**What you have to do**
Return each line of the material below that contains the word "instance".
___ Recorded information
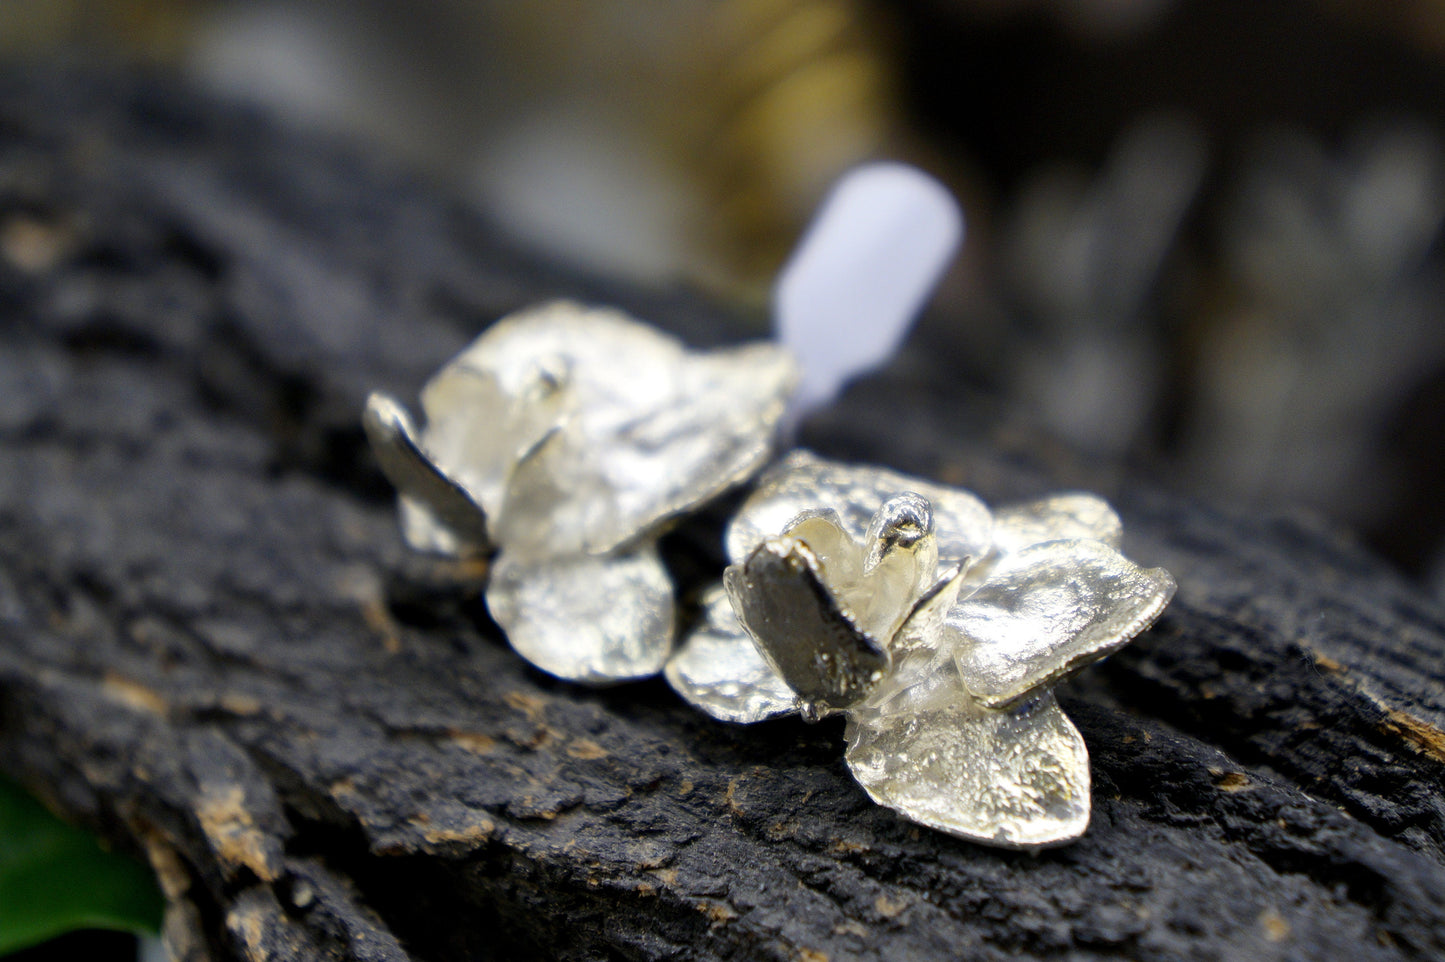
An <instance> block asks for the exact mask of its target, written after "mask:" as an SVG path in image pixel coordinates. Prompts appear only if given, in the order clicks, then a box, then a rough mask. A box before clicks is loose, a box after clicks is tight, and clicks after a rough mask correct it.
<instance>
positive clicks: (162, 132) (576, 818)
mask: <svg viewBox="0 0 1445 962" xmlns="http://www.w3.org/2000/svg"><path fill="white" fill-rule="evenodd" d="M556 295H569V296H581V298H587V299H594V300H605V302H611V303H618V305H621V306H624V308H629V309H631V311H634V312H637V313H639V315H640V316H646V318H649V319H652V321H655V322H657V324H662V325H663V326H668V328H672V329H676V331H681V332H682V334H685V335H686V337H688V338H689V339H692V341H694V342H705V341H715V339H720V338H728V337H734V335H736V334H737V332H738V331H740V328H738V325H737V324H736V322H734V321H733V319H730V318H727V316H724V315H721V313H720V312H718V311H717V309H714V308H709V306H708V305H707V303H705V302H704V300H701V299H698V298H691V296H686V295H678V296H669V298H657V296H642V295H637V293H636V292H629V290H624V289H618V287H616V286H610V285H597V283H591V282H587V280H579V279H577V277H571V276H568V274H565V273H562V272H558V270H552V269H548V267H545V266H542V264H539V263H538V261H535V260H532V259H529V257H525V256H522V254H517V253H516V251H513V250H509V248H507V247H506V246H503V244H501V243H499V241H497V240H496V238H494V235H493V234H491V233H490V230H488V228H487V227H486V224H483V222H481V221H480V220H477V218H475V217H474V215H471V214H468V212H465V211H464V209H462V208H461V207H458V205H455V204H452V202H449V201H447V199H445V198H444V196H441V195H439V194H438V192H436V191H434V189H431V188H428V186H425V185H423V183H419V182H418V181H415V179H412V178H409V176H405V175H400V173H397V172H394V170H392V169H389V168H386V166H384V165H380V163H376V162H373V160H370V159H367V156H366V155H364V153H360V152H357V150H353V149H345V147H338V146H331V144H325V143H319V142H318V140H315V139H311V137H306V136H301V134H296V133H293V131H290V133H289V131H285V130H279V129H276V127H275V126H272V124H269V123H267V121H264V120H263V118H260V117H256V116H253V114H249V113H244V111H237V110H231V108H223V107H217V105H214V104H207V103H204V101H201V100H199V98H197V97H195V95H192V94H186V92H184V91H179V90H176V88H173V87H171V85H168V84H165V82H159V81H134V79H117V78H114V77H103V78H95V77H79V75H48V77H39V78H38V77H33V75H32V77H16V75H9V77H4V78H3V79H0V439H3V459H0V640H3V641H0V770H3V771H4V773H7V774H10V776H14V777H17V779H20V780H22V781H23V783H25V784H26V786H27V787H30V789H32V790H35V792H36V793H38V794H40V796H42V797H43V799H45V800H46V802H48V803H49V805H51V806H53V807H55V809H56V810H58V812H61V813H62V815H65V816H68V818H71V819H75V820H78V822H82V823H87V825H90V826H92V828H95V829H98V831H100V832H101V833H103V835H104V836H105V838H108V839H110V841H111V842H113V844H114V845H117V846H121V848H124V849H130V851H134V852H136V854H139V855H142V857H144V858H147V859H149V861H150V864H152V865H155V868H156V871H158V872H159V877H160V880H162V883H163V885H165V888H166V893H168V896H169V900H171V901H169V904H171V909H169V913H168V920H166V935H168V937H169V939H171V945H172V948H173V949H176V950H178V952H179V953H181V955H182V956H185V958H194V959H201V958H217V959H221V958H244V959H263V958H338V959H358V961H367V962H370V961H380V959H402V958H418V959H428V961H438V962H441V961H444V959H473V958H545V956H555V958H564V959H621V958H627V959H662V958H676V959H694V958H696V959H714V958H717V959H722V958H731V959H743V958H747V959H753V958H759V959H824V958H829V959H835V961H837V959H853V958H860V959H889V961H893V959H938V958H978V959H991V958H1009V956H1026V958H1045V956H1046V958H1055V956H1071V958H1097V956H1123V958H1134V959H1182V958H1183V959H1194V958H1199V959H1209V958H1263V959H1267V958H1280V959H1283V958H1328V956H1350V958H1353V959H1360V961H1363V959H1397V958H1431V956H1439V955H1441V953H1445V787H1442V784H1445V667H1442V666H1445V615H1442V612H1441V611H1439V608H1438V607H1435V605H1432V604H1431V602H1428V601H1426V599H1425V598H1423V597H1422V595H1420V594H1419V592H1418V591H1416V589H1415V588H1412V586H1410V585H1407V584H1405V582H1403V581H1402V579H1399V578H1396V576H1394V575H1393V573H1392V572H1389V571H1387V569H1386V568H1384V566H1381V565H1380V563H1377V562H1374V560H1371V558H1368V556H1367V555H1366V553H1364V552H1363V550H1360V549H1358V547H1355V546H1354V545H1351V543H1350V542H1348V540H1347V539H1344V537H1341V536H1340V534H1338V533H1335V532H1332V530H1329V529H1328V527H1325V526H1322V524H1318V523H1314V521H1309V520H1303V519H1295V517H1259V516H1247V514H1241V513H1235V511H1228V510H1222V508H1215V507H1208V506H1202V504H1198V503H1194V501H1186V500H1181V498H1176V497H1170V495H1168V494H1165V493H1160V491H1156V490H1153V488H1150V487H1149V485H1147V484H1139V482H1133V481H1126V480H1120V478H1118V477H1116V474H1113V472H1110V471H1107V469H1104V468H1100V467H1098V465H1088V464H1079V462H1077V461H1072V459H1069V456H1068V455H1066V452H1064V451H1062V449H1059V448H1058V446H1055V445H1051V443H1049V442H1046V441H1045V439H1040V438H1038V436H1033V435H1032V433H1029V432H1027V430H1026V429H1019V428H1017V426H1016V425H1014V423H1013V419H1010V417H1007V416H1004V415H1006V413H1004V412H997V410H993V409H991V407H990V406H988V404H987V402H985V400H980V399H978V397H975V396H972V394H970V393H968V391H967V390H965V389H964V387H962V386H959V384H957V383H954V381H952V380H951V378H949V376H948V371H946V368H945V367H944V365H942V364H941V363H936V361H933V360H931V358H932V357H933V354H932V352H931V351H929V345H928V344H918V345H915V350H912V351H910V352H907V354H906V355H905V357H903V358H900V360H899V363H897V364H894V365H893V367H892V368H890V370H889V371H886V373H883V374H880V376H877V377H874V378H870V380H868V381H866V383H863V384H860V386H857V387H855V389H854V390H851V391H850V393H848V394H847V396H845V397H844V399H842V400H841V402H840V403H838V406H837V407H834V409H832V410H829V412H827V413H824V415H819V416H818V417H815V419H814V420H812V422H811V423H809V425H808V426H806V428H805V432H803V435H805V436H803V441H805V442H806V443H809V445H812V446H815V448H816V449H819V451H821V452H822V454H825V455H831V456H842V458H851V459H873V461H879V462H886V464H892V465H896V467H899V468H903V469H909V471H916V472H923V474H929V475H933V477H939V478H942V480H945V481H949V482H958V484H962V485H967V487H972V488H975V490H978V491H980V493H981V494H984V497H985V498H991V500H1012V498H1022V497H1029V495H1033V494H1038V493H1040V491H1045V490H1051V488H1056V487H1061V485H1064V487H1068V485H1081V487H1091V488H1094V490H1100V491H1103V493H1105V494H1108V495H1110V497H1113V498H1114V500H1116V503H1117V506H1118V507H1120V510H1121V514H1123V516H1124V521H1126V532H1127V550H1129V553H1130V555H1131V556H1133V558H1136V559H1139V560H1142V562H1146V563H1162V565H1165V566H1168V568H1169V569H1170V571H1172V572H1173V573H1175V575H1176V578H1178V581H1179V585H1181V589H1179V597H1178V599H1176V601H1175V602H1173V604H1172V605H1170V608H1169V610H1168V612H1166V614H1165V617H1163V620H1162V621H1160V623H1159V625H1157V627H1156V628H1155V630H1153V631H1150V633H1149V634H1146V636H1144V637H1142V638H1140V640H1139V641H1137V643H1136V644H1133V646H1130V647H1129V649H1126V651H1124V653H1121V654H1118V656H1116V657H1114V659H1111V660H1110V662H1108V663H1105V664H1103V666H1100V667H1097V669H1092V670H1091V672H1088V673H1085V675H1084V676H1081V677H1079V679H1078V680H1077V682H1075V683H1072V686H1069V688H1068V689H1066V690H1065V692H1064V698H1065V706H1066V708H1068V711H1069V712H1071V715H1072V716H1074V719H1075V721H1077V722H1078V725H1079V728H1081V729H1082V732H1084V735H1085V740H1087V741H1088V745H1090V750H1091V753H1092V764H1094V822H1092V826H1091V828H1090V832H1088V835H1087V836H1085V838H1084V839H1082V841H1081V842H1078V844H1075V845H1072V846H1066V848H1062V849H1052V851H1048V852H1043V854H1040V855H1026V854H1010V852H1000V851H991V849H985V848H980V846H974V845H968V844H965V842H959V841H955V839H951V838H946V836H944V835H939V833H935V832H929V831H923V829H919V828H915V826H910V825H909V823H906V822H902V820H899V819H897V818H896V816H893V815H892V813H889V812H886V810H883V809H879V807H874V806H873V805H870V803H868V802H867V799H866V797H864V794H863V792H861V790H860V789H858V787H857V786H855V784H854V783H853V780H851V779H850V777H848V773H847V770H845V767H844V764H842V757H841V755H842V751H841V728H840V727H837V725H831V724H822V725H816V727H806V725H802V724H799V722H790V721H789V722H772V724H767V725H763V727H756V728H747V729H736V728H730V727H725V725H720V724H714V722H711V721H708V719H705V718H702V716H699V715H695V714H692V712H691V711H689V709H688V708H686V706H683V705H682V703H681V702H679V701H676V699H675V698H673V696H672V695H670V693H669V692H668V689H666V688H665V686H663V685H662V683H657V682H652V683H644V685H631V686H624V688H618V689H611V690H603V692H595V690H584V689H578V688H572V686H568V685H562V683H558V682H553V680H551V679H548V677H545V676H542V675H539V673H538V672H535V670H530V669H529V667H526V666H525V664H523V663H522V662H520V660H519V659H517V657H514V656H513V654H512V653H510V651H509V650H507V647H506V644H504V641H503V640H501V638H500V636H499V633H497V630H496V627H494V625H491V623H490V621H488V618H487V615H486V610H484V607H483V605H481V602H480V599H478V594H477V586H475V581H474V576H475V573H477V572H475V569H467V568H461V566H457V565H448V563H439V562H432V560H426V559H420V558H416V556H412V555H409V553H407V552H406V550H405V549H403V547H402V545H400V540H399V536H397V532H396V527H394V510H393V506H392V500H390V494H389V491H387V488H386V484H384V482H383V481H381V478H380V475H379V472H377V471H376V468H374V465H373V464H371V461H370V458H368V455H367V451H366V446H364V442H363V438H361V432H360V429H358V422H357V415H358V410H360V406H361V400H363V397H364V394H366V391H367V390H370V389H377V387H380V389H387V390H392V391H396V393H399V394H402V396H403V397H412V396H415V393H416V390H418V387H419V386H420V384H422V381H423V380H425V377H426V376H428V374H429V373H431V371H432V370H434V368H435V367H436V365H438V364H441V363H442V361H444V360H445V358H447V357H449V355H451V354H452V352H454V351H455V350H458V348H460V347H461V345H462V344H464V342H465V341H467V339H468V338H470V337H471V335H473V334H474V332H475V331H478V329H480V328H481V326H483V325H484V324H486V322H487V321H488V319H491V318H494V316H499V315H501V313H504V312H506V311H510V309H513V308H517V306H520V305H525V303H529V302H533V300H538V299H542V298H551V296H556ZM721 516H722V511H721V510H718V511H714V513H712V514H711V516H709V517H705V519H702V520H694V521H689V523H686V524H683V526H682V527H681V529H679V530H678V533H676V534H673V536H670V537H669V540H668V550H669V556H670V560H672V563H673V565H675V568H676V571H678V575H679V578H681V579H682V582H683V584H685V585H686V586H688V588H689V589H695V588H696V586H698V585H699V584H701V581H702V579H704V578H705V576H709V575H715V573H717V566H718V549H717V533H718V527H720V523H721V521H720V519H721Z"/></svg>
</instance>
______
**Task response**
An <instance> block asks for the exact mask of its target, written after "mask:" as an SVG path in image pixel coordinates. Prompts appear only if given, in the order clicks, then a box, then a rough mask. A box before clicks is loose, a box after clicks is tight, and clicks after a rough mask correct it.
<instance>
</instance>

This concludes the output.